— To be done —
Can you quote exactly the stretch of lines from the one with "truck front bumper." through the final line of the material, both ends included?

— Extracted material —
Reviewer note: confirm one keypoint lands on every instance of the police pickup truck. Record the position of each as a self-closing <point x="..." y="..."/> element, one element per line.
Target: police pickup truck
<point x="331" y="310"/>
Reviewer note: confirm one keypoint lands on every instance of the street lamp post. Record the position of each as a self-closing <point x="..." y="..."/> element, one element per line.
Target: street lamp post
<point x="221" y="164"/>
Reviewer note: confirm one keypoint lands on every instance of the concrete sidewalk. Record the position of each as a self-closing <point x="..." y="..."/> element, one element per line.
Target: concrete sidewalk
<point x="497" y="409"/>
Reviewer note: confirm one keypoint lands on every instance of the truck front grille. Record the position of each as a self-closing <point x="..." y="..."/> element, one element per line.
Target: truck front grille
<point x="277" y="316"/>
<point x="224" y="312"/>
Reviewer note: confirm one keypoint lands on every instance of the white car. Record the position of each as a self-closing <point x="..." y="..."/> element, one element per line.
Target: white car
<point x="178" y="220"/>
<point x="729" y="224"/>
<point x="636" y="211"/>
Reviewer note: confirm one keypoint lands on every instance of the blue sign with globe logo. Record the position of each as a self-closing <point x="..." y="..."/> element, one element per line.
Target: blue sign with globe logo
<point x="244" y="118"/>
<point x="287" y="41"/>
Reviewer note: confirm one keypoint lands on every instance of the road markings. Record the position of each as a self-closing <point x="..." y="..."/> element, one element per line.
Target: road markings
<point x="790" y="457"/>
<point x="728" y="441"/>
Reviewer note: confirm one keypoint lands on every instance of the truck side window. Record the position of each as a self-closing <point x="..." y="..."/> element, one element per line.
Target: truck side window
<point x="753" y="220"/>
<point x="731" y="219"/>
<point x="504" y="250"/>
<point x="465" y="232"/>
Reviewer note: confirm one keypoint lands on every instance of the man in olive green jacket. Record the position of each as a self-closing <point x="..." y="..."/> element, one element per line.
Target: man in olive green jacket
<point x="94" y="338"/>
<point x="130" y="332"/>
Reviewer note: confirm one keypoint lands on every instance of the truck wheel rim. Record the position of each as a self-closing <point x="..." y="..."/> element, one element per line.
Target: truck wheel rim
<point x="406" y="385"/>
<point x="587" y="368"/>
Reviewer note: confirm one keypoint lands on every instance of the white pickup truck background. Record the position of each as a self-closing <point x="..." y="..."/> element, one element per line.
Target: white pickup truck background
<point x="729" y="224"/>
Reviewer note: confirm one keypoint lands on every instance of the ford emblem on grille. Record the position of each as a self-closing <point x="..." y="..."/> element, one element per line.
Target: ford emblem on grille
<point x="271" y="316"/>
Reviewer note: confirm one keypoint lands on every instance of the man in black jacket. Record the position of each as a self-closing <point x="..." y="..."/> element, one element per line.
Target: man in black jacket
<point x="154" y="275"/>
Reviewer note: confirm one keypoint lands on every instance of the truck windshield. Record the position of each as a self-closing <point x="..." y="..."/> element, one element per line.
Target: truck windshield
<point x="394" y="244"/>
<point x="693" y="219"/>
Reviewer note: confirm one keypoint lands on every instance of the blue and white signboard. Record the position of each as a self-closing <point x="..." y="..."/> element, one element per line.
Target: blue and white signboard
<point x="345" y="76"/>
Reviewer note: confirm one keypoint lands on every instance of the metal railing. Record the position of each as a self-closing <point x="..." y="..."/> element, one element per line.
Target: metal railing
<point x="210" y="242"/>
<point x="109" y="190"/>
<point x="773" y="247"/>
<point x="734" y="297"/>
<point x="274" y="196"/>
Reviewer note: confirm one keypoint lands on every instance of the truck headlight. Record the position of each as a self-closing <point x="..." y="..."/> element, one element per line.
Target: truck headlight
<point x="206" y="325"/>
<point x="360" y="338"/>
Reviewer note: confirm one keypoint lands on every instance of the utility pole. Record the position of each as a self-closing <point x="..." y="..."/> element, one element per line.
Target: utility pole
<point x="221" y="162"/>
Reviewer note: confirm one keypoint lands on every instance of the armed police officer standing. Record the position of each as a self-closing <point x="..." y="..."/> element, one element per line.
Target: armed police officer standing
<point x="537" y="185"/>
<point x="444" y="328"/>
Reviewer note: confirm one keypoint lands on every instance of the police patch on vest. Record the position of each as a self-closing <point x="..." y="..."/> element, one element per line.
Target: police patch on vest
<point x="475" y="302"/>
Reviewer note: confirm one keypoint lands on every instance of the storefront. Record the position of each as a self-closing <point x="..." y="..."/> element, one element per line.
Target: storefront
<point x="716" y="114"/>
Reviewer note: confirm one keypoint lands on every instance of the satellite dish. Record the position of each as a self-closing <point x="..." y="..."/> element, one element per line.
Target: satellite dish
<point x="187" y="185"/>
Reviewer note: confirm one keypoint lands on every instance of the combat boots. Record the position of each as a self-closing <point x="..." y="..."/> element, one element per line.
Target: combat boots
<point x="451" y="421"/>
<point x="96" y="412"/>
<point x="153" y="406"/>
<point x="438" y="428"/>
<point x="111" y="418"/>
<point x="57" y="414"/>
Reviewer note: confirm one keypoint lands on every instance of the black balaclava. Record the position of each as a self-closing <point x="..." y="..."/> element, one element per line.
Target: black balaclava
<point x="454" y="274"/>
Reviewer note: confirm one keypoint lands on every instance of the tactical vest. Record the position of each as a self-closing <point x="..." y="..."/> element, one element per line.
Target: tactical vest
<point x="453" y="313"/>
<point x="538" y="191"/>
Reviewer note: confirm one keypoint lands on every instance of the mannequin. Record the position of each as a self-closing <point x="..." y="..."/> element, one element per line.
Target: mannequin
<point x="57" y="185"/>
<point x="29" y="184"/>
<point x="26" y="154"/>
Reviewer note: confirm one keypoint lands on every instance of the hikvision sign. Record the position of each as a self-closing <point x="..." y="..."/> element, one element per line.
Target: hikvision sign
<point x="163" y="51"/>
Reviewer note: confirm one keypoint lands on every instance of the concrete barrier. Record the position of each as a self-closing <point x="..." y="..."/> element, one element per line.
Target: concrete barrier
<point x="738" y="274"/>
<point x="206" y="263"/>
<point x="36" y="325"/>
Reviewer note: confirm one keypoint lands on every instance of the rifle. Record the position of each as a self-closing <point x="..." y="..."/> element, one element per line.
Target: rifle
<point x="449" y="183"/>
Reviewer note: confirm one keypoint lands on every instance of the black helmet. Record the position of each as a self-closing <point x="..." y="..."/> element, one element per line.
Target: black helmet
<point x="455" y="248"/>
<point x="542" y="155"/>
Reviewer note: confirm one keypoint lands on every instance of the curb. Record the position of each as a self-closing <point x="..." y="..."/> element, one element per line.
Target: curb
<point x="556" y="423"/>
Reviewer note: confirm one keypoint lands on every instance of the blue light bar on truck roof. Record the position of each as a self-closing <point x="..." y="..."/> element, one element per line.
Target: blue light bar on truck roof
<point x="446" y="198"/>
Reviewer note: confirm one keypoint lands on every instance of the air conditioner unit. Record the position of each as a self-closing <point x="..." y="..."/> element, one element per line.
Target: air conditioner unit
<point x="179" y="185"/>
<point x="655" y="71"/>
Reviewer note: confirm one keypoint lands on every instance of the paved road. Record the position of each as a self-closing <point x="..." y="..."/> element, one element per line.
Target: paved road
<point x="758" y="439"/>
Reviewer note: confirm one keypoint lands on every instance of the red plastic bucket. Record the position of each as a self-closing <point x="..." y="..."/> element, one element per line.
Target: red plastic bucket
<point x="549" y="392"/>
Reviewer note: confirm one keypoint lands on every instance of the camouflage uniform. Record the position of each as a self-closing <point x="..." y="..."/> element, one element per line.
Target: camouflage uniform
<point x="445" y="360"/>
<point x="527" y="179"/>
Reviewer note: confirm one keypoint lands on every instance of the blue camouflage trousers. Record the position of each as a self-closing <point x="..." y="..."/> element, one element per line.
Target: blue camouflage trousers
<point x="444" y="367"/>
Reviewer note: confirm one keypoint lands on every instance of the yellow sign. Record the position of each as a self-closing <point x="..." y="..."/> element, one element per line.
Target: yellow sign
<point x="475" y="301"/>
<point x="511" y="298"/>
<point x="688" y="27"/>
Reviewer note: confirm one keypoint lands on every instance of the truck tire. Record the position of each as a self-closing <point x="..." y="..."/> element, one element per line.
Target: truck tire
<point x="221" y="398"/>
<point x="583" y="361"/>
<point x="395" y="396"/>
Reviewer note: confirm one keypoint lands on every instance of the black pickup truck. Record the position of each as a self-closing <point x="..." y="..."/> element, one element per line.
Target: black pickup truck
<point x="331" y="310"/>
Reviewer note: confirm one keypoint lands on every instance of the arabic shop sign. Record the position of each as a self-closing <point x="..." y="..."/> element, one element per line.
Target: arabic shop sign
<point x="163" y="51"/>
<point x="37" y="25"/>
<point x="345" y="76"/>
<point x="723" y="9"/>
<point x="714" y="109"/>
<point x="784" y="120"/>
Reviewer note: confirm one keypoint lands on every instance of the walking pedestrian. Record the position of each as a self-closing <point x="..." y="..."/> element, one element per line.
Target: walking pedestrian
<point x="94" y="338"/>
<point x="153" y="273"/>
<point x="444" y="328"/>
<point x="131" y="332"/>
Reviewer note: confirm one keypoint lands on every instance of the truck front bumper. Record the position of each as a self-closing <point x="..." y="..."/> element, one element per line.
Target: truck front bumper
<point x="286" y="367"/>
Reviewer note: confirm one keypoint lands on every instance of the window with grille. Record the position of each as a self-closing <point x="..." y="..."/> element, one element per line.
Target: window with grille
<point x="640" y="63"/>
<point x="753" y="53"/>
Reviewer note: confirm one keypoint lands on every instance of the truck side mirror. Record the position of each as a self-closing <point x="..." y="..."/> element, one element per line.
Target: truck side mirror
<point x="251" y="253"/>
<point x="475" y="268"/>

— Answer to the task —
Reviewer note: confirm one keypoint lands on every instance of the truck front bumper. Record the position of each as a self-closing <point x="..." y="..."/> element, one element per line.
Target: truck front bumper
<point x="286" y="367"/>
Reviewer note: confirm one keypoint lands on every instance of the window with grille. Record the position of each as a self-closing <point x="..." y="..."/> element, one element per line.
Target: window with grille
<point x="640" y="63"/>
<point x="753" y="53"/>
Reviewer note: confirm one keypoint lands on every instance of the truck side mirror. Record the position of each as a self-closing <point x="..." y="..."/> element, one element per line.
Target: truck side mirror
<point x="251" y="253"/>
<point x="475" y="268"/>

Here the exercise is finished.